Data:
-------
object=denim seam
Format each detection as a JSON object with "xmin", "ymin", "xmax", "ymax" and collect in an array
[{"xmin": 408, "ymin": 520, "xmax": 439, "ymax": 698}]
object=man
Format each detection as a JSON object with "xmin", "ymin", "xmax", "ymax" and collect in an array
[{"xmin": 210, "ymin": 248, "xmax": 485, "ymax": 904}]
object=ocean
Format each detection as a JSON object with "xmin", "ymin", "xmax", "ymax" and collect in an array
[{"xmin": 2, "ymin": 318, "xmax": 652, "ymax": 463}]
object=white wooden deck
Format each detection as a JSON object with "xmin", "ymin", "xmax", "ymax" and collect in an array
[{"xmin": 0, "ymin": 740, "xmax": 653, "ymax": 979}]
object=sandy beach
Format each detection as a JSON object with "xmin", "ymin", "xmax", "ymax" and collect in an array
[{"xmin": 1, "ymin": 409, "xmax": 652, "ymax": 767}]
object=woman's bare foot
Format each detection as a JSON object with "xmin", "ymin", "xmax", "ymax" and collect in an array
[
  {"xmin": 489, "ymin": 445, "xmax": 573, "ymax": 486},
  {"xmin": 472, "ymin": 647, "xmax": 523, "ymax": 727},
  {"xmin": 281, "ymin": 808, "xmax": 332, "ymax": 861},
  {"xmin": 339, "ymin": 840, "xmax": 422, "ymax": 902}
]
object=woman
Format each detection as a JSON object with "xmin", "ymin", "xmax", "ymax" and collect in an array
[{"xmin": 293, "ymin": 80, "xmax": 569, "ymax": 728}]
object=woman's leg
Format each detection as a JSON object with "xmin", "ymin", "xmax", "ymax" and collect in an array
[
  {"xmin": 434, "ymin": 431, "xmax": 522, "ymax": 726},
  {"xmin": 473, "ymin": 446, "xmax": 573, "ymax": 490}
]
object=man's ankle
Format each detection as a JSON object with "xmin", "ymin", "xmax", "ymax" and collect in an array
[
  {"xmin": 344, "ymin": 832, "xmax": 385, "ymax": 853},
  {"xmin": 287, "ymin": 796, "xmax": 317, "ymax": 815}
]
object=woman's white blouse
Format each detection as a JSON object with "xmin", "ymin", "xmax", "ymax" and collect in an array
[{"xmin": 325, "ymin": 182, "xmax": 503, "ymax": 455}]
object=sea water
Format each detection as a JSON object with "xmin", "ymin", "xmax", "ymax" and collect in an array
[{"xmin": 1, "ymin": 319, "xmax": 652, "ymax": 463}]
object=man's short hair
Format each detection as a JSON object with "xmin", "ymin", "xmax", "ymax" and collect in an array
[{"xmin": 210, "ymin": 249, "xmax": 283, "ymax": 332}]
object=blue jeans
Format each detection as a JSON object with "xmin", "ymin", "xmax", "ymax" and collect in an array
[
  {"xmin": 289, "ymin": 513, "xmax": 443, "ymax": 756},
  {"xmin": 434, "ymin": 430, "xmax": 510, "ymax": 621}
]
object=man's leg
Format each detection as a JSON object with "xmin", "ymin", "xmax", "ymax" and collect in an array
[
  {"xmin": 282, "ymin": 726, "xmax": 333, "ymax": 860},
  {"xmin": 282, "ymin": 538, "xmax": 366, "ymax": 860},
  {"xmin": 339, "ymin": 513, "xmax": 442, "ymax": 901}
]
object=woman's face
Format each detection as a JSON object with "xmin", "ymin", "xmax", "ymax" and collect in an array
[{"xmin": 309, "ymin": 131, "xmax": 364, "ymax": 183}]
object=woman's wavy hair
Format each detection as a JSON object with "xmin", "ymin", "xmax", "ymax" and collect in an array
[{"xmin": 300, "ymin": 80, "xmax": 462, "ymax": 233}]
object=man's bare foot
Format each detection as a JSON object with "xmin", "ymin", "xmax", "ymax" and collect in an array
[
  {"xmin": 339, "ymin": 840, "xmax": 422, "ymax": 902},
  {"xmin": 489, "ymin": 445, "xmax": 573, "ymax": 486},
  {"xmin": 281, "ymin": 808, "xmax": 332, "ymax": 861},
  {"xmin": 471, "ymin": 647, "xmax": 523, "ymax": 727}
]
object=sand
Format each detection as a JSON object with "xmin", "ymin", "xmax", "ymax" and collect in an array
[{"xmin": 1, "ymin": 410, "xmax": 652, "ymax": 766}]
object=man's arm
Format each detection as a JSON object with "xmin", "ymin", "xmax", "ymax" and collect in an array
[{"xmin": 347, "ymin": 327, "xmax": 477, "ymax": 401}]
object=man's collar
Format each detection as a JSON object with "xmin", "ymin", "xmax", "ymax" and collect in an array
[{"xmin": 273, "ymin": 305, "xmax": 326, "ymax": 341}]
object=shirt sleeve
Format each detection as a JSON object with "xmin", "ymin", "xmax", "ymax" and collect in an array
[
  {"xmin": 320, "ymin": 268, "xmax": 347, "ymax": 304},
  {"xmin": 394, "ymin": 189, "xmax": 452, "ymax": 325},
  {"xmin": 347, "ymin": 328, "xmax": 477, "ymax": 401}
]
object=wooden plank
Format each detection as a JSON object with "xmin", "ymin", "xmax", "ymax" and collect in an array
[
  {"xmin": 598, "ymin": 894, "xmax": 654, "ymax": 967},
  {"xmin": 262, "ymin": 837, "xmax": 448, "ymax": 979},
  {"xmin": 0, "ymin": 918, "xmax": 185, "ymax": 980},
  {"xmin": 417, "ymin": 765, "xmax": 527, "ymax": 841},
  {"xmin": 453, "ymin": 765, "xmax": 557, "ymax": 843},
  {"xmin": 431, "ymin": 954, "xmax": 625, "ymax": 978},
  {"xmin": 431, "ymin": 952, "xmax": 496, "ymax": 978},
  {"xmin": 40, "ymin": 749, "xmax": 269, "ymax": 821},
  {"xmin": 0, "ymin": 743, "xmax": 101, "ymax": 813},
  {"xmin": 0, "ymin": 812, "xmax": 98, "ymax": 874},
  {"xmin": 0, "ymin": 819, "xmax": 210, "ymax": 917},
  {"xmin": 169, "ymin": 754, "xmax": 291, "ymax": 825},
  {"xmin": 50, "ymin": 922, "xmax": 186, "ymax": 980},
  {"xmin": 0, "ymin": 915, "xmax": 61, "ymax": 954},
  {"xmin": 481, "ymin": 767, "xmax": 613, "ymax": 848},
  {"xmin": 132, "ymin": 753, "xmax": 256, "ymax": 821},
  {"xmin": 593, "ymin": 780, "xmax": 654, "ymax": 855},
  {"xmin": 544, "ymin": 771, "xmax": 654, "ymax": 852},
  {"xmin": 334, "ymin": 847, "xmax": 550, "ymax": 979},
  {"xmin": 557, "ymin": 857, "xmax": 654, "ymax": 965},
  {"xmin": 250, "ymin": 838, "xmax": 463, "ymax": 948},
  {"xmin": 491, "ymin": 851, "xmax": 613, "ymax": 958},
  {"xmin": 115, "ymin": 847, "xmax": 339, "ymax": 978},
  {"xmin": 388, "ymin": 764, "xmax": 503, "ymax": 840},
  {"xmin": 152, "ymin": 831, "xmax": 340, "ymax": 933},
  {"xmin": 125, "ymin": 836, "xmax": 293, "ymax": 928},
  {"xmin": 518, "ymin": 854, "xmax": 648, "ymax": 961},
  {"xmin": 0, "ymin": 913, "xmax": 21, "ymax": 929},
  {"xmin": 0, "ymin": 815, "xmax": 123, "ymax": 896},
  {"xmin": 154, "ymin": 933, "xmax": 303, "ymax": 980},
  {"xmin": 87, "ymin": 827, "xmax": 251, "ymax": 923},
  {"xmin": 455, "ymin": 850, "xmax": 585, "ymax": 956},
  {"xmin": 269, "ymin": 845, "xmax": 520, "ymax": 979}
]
-------
What the exercise asks: Word for word, write out every record in the listing.

Task solution:
object=denim seam
Format each detection as a JSON object with "xmin", "ymin", "xmax", "ymax" and collect in an array
[{"xmin": 408, "ymin": 520, "xmax": 439, "ymax": 698}]
object=man
Format each detection as a JSON object with "xmin", "ymin", "xmax", "ymax" and collect in an array
[{"xmin": 210, "ymin": 248, "xmax": 485, "ymax": 904}]
object=ocean
Format each detection as a JSON object with "xmin", "ymin", "xmax", "ymax" and collect in an array
[{"xmin": 2, "ymin": 318, "xmax": 652, "ymax": 463}]
object=white wooden deck
Format each detection as a JSON object with "xmin", "ymin", "xmax", "ymax" and collect in an array
[{"xmin": 0, "ymin": 740, "xmax": 653, "ymax": 979}]
object=sandy beach
Format each detection as a JSON object with "xmin", "ymin", "xmax", "ymax" and collect in an array
[{"xmin": 1, "ymin": 409, "xmax": 652, "ymax": 767}]
object=woman's bare foot
Format each detection as a JSON object with "xmin", "ymin", "xmax", "ymax" and collect in an array
[
  {"xmin": 489, "ymin": 445, "xmax": 573, "ymax": 486},
  {"xmin": 472, "ymin": 647, "xmax": 523, "ymax": 727},
  {"xmin": 281, "ymin": 808, "xmax": 332, "ymax": 861},
  {"xmin": 339, "ymin": 840, "xmax": 422, "ymax": 902}
]
object=woman
Format each detection as a JSON object with "xmin", "ymin", "xmax", "ymax" and collect in an array
[{"xmin": 293, "ymin": 80, "xmax": 569, "ymax": 728}]
object=woman's leg
Format each detection as a JSON object with "xmin", "ymin", "xmax", "ymax" and collect in an array
[
  {"xmin": 434, "ymin": 431, "xmax": 522, "ymax": 726},
  {"xmin": 473, "ymin": 446, "xmax": 573, "ymax": 490}
]
object=man's ankle
Format each detection as a JSON object with "xmin", "ymin", "xmax", "ymax" and collect in an array
[
  {"xmin": 344, "ymin": 832, "xmax": 385, "ymax": 853},
  {"xmin": 287, "ymin": 796, "xmax": 317, "ymax": 815}
]
object=woman's white blouse
Format each detection as a JSON object with "xmin", "ymin", "xmax", "ymax" and collect in an array
[{"xmin": 325, "ymin": 182, "xmax": 503, "ymax": 455}]
object=sea water
Format each detection as a JSON object with "xmin", "ymin", "xmax", "ymax" and collect in an array
[{"xmin": 1, "ymin": 319, "xmax": 652, "ymax": 463}]
object=man's short hair
Format each detection as a JSON object with "xmin", "ymin", "xmax", "ymax" and collect in an array
[{"xmin": 210, "ymin": 249, "xmax": 283, "ymax": 332}]
object=blue jeans
Format each detection as a JSON object with "xmin", "ymin", "xmax", "ymax" and collect in an array
[
  {"xmin": 289, "ymin": 513, "xmax": 443, "ymax": 756},
  {"xmin": 434, "ymin": 430, "xmax": 510, "ymax": 621}
]
object=man's leg
Format each detection as a JSON object with "xmin", "ymin", "xmax", "ymax" and collect in an array
[
  {"xmin": 282, "ymin": 726, "xmax": 333, "ymax": 860},
  {"xmin": 282, "ymin": 538, "xmax": 366, "ymax": 860},
  {"xmin": 339, "ymin": 513, "xmax": 442, "ymax": 901}
]
object=woman's face
Format each detection as a JSON object with "xmin", "ymin", "xmax", "ymax" and collect in an array
[{"xmin": 309, "ymin": 131, "xmax": 364, "ymax": 183}]
object=woman's wavy hair
Format each detection as a JSON object with "xmin", "ymin", "xmax", "ymax" and collect in an array
[{"xmin": 300, "ymin": 80, "xmax": 462, "ymax": 233}]
object=man's bare foot
Format each detection as a JSON object with "xmin", "ymin", "xmax", "ymax" and collect in an array
[
  {"xmin": 339, "ymin": 840, "xmax": 422, "ymax": 902},
  {"xmin": 489, "ymin": 445, "xmax": 573, "ymax": 486},
  {"xmin": 281, "ymin": 808, "xmax": 332, "ymax": 861},
  {"xmin": 471, "ymin": 647, "xmax": 523, "ymax": 727}
]
object=sand
Format each detection as a JSON object with "xmin", "ymin", "xmax", "ymax" and collect in an array
[{"xmin": 1, "ymin": 410, "xmax": 652, "ymax": 766}]
object=man's arm
Format each detection as a JSON object with "xmin", "ymin", "xmax", "ymax" and collect in an array
[{"xmin": 347, "ymin": 327, "xmax": 477, "ymax": 401}]
object=man's collar
Format each detection as a JSON object with "xmin", "ymin", "xmax", "ymax" and collect in an array
[{"xmin": 273, "ymin": 305, "xmax": 326, "ymax": 341}]
object=shirt sleeve
Format each detection as a JSON object with "xmin", "ymin", "xmax", "ymax" and collect in an array
[
  {"xmin": 320, "ymin": 268, "xmax": 347, "ymax": 304},
  {"xmin": 394, "ymin": 189, "xmax": 452, "ymax": 325},
  {"xmin": 347, "ymin": 328, "xmax": 477, "ymax": 401}
]
object=wooden plank
Format each detection as a JSON object with "xmin", "ymin", "xmax", "ymax" and collect in an array
[
  {"xmin": 598, "ymin": 894, "xmax": 654, "ymax": 967},
  {"xmin": 262, "ymin": 837, "xmax": 448, "ymax": 979},
  {"xmin": 0, "ymin": 918, "xmax": 185, "ymax": 980},
  {"xmin": 417, "ymin": 765, "xmax": 527, "ymax": 841},
  {"xmin": 453, "ymin": 765, "xmax": 557, "ymax": 843},
  {"xmin": 431, "ymin": 954, "xmax": 625, "ymax": 978},
  {"xmin": 431, "ymin": 952, "xmax": 496, "ymax": 978},
  {"xmin": 40, "ymin": 749, "xmax": 269, "ymax": 821},
  {"xmin": 0, "ymin": 743, "xmax": 101, "ymax": 813},
  {"xmin": 0, "ymin": 812, "xmax": 98, "ymax": 874},
  {"xmin": 0, "ymin": 819, "xmax": 210, "ymax": 917},
  {"xmin": 169, "ymin": 754, "xmax": 291, "ymax": 825},
  {"xmin": 50, "ymin": 922, "xmax": 186, "ymax": 980},
  {"xmin": 0, "ymin": 915, "xmax": 61, "ymax": 954},
  {"xmin": 481, "ymin": 767, "xmax": 613, "ymax": 848},
  {"xmin": 132, "ymin": 753, "xmax": 256, "ymax": 821},
  {"xmin": 593, "ymin": 780, "xmax": 654, "ymax": 855},
  {"xmin": 544, "ymin": 771, "xmax": 654, "ymax": 852},
  {"xmin": 334, "ymin": 847, "xmax": 550, "ymax": 979},
  {"xmin": 557, "ymin": 857, "xmax": 654, "ymax": 965},
  {"xmin": 250, "ymin": 838, "xmax": 463, "ymax": 948},
  {"xmin": 491, "ymin": 851, "xmax": 613, "ymax": 958},
  {"xmin": 115, "ymin": 847, "xmax": 339, "ymax": 978},
  {"xmin": 388, "ymin": 764, "xmax": 503, "ymax": 840},
  {"xmin": 152, "ymin": 831, "xmax": 340, "ymax": 933},
  {"xmin": 125, "ymin": 836, "xmax": 293, "ymax": 928},
  {"xmin": 518, "ymin": 854, "xmax": 648, "ymax": 961},
  {"xmin": 0, "ymin": 913, "xmax": 21, "ymax": 929},
  {"xmin": 0, "ymin": 815, "xmax": 123, "ymax": 896},
  {"xmin": 154, "ymin": 933, "xmax": 303, "ymax": 980},
  {"xmin": 87, "ymin": 827, "xmax": 251, "ymax": 923},
  {"xmin": 455, "ymin": 850, "xmax": 585, "ymax": 956},
  {"xmin": 269, "ymin": 845, "xmax": 520, "ymax": 979}
]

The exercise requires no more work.